Things to do:
a: In the passage about Jeff's path to writing, what city did he grow up in?
b: Select every line in the listing that contains the string "task".

Passage shown:
Let’s let Jeff say a little about himself, and then I’ll share the story.
Jeff lives in Berkeley. He grew up in Honolulu. “I was born of Chinese and Kanaka Maoli, Kanaka Oiwi, Native Hawaiian descent. My family on the Chinese side goes back seven generations, and the Native Hawaiian side goes back for millennia. So we’ve been in the islands for a really long time.”
Describing his work and how he came to it, Jeff said, “I’m a writer and a cultural organizer. I’ve been working a lot at the intersection of art and culture and social change, which is, of course, how we got to be close friends. I’ve been following in your footsteps, Arlene, all these years. [That’s mutual, dear readers.] Bringing the ideas of narrative strategy and cultural strategy to a new generation, to new practitioners, has been a little bit of my remit, but mostly I’ve been a writer. I’ve been back to writing over the last few years full time. I was doing a lot of work in cultural justice, and I remain the Board Chair of the Center for Cultural Power, but mainly I’m a writer. I think of myself as a storyteller.
“I wrote a book called Can’t Stop, Won’t Stop: A History of the Hip-Hop Generation that came out 20 years ago this year. That came from a childhood of growing up on an island and discovering the world through first AM radio and then FM radio, listening to freeform radio and hearing reggae for the first time. I found the world through through music, a lot about land and resistance and a lot of embedded pre-colonial and anti-colonial wisdom in it. Throughout growing up, music became my window onto the world, particularly Black freedom music in the form of soul and funk and disco and everything that preceded hip-hop.
“When hip-hop came out, that was the sound of us. It was a time in the island’s history where we were transitioning from this land resistance movement, this local base resistance, to a lot of development, and we were losing the battle. There were massive infusions of development monies, development capital coming in from Japan and from the mainland US. I saw these buildings started going up and and I heard hip-hop when I was in my tweens for the first time. It was a sound of kids who had grown up in an urban environment, kids of color who had been abandoned.
“There was this connection that me and a lot of my peers had to hip-hop. Seeing all these buildings going up, I got mad. I was mad at concrete. I was just angry. Seeing these kids creating a visual art, tagging the walls, and that was everything we wanted to do. So hip-hop gave me my voice, and a lot of other folks in my generation, our voices. There’s a line in this folk-rock song, Waimanolo Blues, “The beaches they sell to build their hotels.” We’re the next generation after that. And so hip-hop became our sound. That made me want to write about it when I got a lot older. And that’s the long story of how I got to writing Can’t Stop, Won’t Stop in 2005 .

The input:
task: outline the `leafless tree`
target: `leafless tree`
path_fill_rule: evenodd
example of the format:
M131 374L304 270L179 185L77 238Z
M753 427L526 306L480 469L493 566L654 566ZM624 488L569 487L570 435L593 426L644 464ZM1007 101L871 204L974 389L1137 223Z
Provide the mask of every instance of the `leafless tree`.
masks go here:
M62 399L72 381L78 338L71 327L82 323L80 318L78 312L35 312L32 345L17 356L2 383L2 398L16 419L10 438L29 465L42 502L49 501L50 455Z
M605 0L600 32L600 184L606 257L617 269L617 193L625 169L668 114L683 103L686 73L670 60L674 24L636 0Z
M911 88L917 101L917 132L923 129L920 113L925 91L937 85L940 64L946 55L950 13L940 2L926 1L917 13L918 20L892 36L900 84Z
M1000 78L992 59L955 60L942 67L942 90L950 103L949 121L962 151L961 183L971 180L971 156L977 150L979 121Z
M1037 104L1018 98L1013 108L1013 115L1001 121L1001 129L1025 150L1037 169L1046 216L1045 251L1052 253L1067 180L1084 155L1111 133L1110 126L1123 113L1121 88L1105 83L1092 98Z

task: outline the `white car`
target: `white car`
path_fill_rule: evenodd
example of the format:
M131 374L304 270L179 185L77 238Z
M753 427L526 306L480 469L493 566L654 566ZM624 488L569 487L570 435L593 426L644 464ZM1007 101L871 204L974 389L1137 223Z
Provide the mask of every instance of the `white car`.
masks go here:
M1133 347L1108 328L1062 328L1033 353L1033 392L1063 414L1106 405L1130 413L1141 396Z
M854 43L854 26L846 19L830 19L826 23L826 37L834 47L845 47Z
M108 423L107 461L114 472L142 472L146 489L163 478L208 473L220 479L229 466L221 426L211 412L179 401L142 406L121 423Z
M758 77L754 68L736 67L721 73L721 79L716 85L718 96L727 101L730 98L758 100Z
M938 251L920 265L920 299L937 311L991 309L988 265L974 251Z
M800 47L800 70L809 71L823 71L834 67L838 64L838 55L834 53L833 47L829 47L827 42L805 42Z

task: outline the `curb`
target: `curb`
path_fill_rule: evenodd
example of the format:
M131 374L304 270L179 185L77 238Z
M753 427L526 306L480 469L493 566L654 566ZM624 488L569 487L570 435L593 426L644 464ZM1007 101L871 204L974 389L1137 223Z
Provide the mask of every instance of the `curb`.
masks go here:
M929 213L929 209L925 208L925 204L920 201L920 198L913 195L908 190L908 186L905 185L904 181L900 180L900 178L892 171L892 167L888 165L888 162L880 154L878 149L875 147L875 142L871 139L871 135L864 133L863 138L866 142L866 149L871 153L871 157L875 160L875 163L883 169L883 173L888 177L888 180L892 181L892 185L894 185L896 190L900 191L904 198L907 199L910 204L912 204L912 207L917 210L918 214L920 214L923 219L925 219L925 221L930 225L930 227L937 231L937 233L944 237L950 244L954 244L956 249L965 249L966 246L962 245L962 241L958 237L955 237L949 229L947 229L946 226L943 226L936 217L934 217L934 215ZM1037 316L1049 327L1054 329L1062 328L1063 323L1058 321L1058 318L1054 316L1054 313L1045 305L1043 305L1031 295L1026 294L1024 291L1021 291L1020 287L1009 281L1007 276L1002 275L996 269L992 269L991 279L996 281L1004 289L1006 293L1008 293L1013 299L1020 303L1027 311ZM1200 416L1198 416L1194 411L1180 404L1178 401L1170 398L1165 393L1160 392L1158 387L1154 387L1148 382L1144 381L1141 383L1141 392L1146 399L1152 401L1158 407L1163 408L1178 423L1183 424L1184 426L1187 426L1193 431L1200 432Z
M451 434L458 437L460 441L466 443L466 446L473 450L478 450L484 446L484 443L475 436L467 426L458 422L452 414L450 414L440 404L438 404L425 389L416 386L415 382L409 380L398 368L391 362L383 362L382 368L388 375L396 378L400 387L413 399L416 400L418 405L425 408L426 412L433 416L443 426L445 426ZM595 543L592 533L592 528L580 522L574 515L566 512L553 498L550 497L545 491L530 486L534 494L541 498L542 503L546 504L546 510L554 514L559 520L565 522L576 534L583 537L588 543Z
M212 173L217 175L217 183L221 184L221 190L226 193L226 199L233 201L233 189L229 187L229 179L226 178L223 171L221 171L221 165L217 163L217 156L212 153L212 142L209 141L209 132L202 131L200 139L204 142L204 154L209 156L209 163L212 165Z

Solutions below:
a: Honolulu

b:
task: outline the `leafless tree`
task: outline the `white car`
task: outline the `curb`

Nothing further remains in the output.